----- Exercise material -----
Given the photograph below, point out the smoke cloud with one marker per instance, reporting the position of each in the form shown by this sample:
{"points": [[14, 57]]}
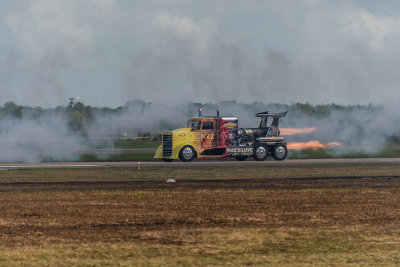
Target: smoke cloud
{"points": [[108, 52], [175, 53]]}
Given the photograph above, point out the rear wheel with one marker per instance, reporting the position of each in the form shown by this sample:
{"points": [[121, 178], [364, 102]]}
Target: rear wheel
{"points": [[241, 158], [279, 152], [187, 153], [260, 152]]}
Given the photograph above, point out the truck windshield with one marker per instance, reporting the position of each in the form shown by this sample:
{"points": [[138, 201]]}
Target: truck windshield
-----
## Work required
Pictures are excluded; output everything else in the data verbatim.

## Output for this task
Given the photograph below, point out the smoke cloud with one marker per instance, reporting the position of each in the form shown by this sample:
{"points": [[14, 57]]}
Target: smoke cloud
{"points": [[108, 52], [175, 53]]}
Given the photograph above, point out the rear wheel with one marker per instance, reporting the position of each in the form shown by this sample:
{"points": [[121, 178], [364, 102]]}
Target: rear wheel
{"points": [[241, 158], [279, 152], [187, 153], [260, 152]]}
Given the photograph above, point out the truck windshield with one marker per instance, reporting the position of each in the form shown by this sample:
{"points": [[138, 201]]}
Target: truck windshield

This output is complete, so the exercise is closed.